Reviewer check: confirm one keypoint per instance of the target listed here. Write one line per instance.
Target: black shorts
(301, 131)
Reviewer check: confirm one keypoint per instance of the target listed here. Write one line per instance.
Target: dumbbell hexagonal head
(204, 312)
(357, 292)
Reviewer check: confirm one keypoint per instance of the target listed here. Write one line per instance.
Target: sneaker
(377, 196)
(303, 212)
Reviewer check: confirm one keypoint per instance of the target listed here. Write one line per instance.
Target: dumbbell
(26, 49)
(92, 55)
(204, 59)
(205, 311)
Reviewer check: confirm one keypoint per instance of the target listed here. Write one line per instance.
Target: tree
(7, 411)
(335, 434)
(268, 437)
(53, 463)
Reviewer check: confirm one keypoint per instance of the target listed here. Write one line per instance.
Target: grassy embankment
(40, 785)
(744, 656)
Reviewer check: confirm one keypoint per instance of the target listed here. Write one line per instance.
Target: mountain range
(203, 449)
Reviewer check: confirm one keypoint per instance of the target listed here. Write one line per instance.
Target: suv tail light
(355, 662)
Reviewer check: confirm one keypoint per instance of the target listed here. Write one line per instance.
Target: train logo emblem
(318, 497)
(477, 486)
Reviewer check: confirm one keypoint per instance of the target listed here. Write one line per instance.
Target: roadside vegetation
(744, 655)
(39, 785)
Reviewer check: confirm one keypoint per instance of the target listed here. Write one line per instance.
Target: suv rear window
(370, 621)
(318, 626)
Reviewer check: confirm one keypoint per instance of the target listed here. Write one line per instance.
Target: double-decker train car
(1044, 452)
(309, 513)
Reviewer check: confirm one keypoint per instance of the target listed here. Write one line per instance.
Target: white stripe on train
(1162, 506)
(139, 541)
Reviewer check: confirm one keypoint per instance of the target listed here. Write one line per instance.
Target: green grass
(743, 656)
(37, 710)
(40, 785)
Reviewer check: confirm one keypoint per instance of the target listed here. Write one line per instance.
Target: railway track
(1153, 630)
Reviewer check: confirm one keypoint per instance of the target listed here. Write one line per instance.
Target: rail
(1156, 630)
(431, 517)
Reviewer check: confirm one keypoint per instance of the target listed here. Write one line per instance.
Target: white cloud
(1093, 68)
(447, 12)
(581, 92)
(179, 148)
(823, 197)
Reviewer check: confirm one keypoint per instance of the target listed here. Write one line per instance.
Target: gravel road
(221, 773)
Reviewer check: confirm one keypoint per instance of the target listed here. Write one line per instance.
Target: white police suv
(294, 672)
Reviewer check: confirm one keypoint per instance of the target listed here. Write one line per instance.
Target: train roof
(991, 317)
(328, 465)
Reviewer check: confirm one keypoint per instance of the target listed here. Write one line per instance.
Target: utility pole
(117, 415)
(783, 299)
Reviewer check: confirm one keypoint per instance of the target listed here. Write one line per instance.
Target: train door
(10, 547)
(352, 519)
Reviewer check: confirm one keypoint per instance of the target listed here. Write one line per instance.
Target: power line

__WORK INSTRUCTIONS__
Write out all the lines again, exactly as they are.

__REPLY__
Reviewer check: confirm one keypoint per instance of the target listed here. Write one line per instance.
Target: black shorts
(301, 131)
Reviewer check: confirm one keypoint per instance of the target listed here. Write one line per instance.
Target: dumbbell hexagonal head
(204, 312)
(357, 292)
Reviewer check: confirm one keypoint per instance of the target listed here. Write one line per instance.
Target: sneaker
(377, 196)
(303, 212)
Reviewer check: confirm one keypoint per instance of the target listed here. Write one line per instance.
Target: dumbbell
(26, 49)
(92, 55)
(204, 59)
(205, 311)
Reviewer check: confirm one keypoint per instance of the target listed here. Write one line per instance.
Target: tree
(7, 411)
(335, 434)
(268, 437)
(53, 463)
Reviewer check: confirm one keypoint per instance of the target listed here. Write one line per instance.
Target: grassy embankment
(40, 785)
(744, 656)
Reviewer check: confirm one keypoint per instance of the target listed here. Write one line per instance.
Target: mountain range
(203, 449)
Reviewer check: confirm one keypoint per instance of the target listed here. Write one line per instance.
Target: suv tail light
(355, 662)
Reviewer check: confirm one keypoint per instance of the target listed here. Write one line per instance.
Target: train logo emblem
(318, 497)
(477, 486)
Reviewer check: confirm one keypoint per instance of the target listed here. Write one line per instance.
Target: roadside vegetation
(744, 655)
(39, 785)
Reviewer check: confirm one keypoint per instance of the target listed here. Write one line per instance.
Target: suv rear window
(370, 621)
(318, 626)
Reviewer check: confirm one keypoint per instance of the target listed here. Write one line per instance.
Target: double-decker train car
(1044, 452)
(309, 513)
Reviewer check: confirm one keypoint per instance of the target listed here. Write one line per instance.
Target: white stripe on train
(1162, 506)
(139, 541)
Reviewer check: confirm one keypoint per instance of the target listed here. Write one line per instance.
Target: green grass
(743, 656)
(37, 710)
(40, 785)
Reviewer check: confirm one keypoint per instance of the target listed here. Write one line per instance.
Target: railway track
(1153, 630)
Reviewer check: confirm one keypoint per instance of the target listed here. Write one line per instance.
Target: rail
(1156, 630)
(431, 517)
Reviewer check: confirm one keypoint per instance of the target listed here. Write one line per instance.
Target: white cloud
(1093, 68)
(447, 12)
(581, 92)
(179, 148)
(823, 197)
Reviewer check: confirm one keypoint per instance of the target listed here. Write one line per instance.
Target: gravel road
(221, 773)
Reviewer check: confirm one keypoint per instance of the target listed here. Write one line per instance.
Target: white police suv
(294, 672)
Reviewer check: confirm one keypoint per instance of the target listed here. Write one line per instance.
Target: train roof
(991, 317)
(328, 465)
Reviewer check: confirm one keypoint per instance of the target listed here. Write one line per instance.
Target: utility pole
(117, 415)
(783, 299)
Reviewer check: confirm one keypoint per instance of the target listed here. Write one line per instance.
Target: train door
(10, 547)
(352, 519)
Reviewer check: confirm one keypoint per instance of the target listed here. Write one line per instance.
Target: power line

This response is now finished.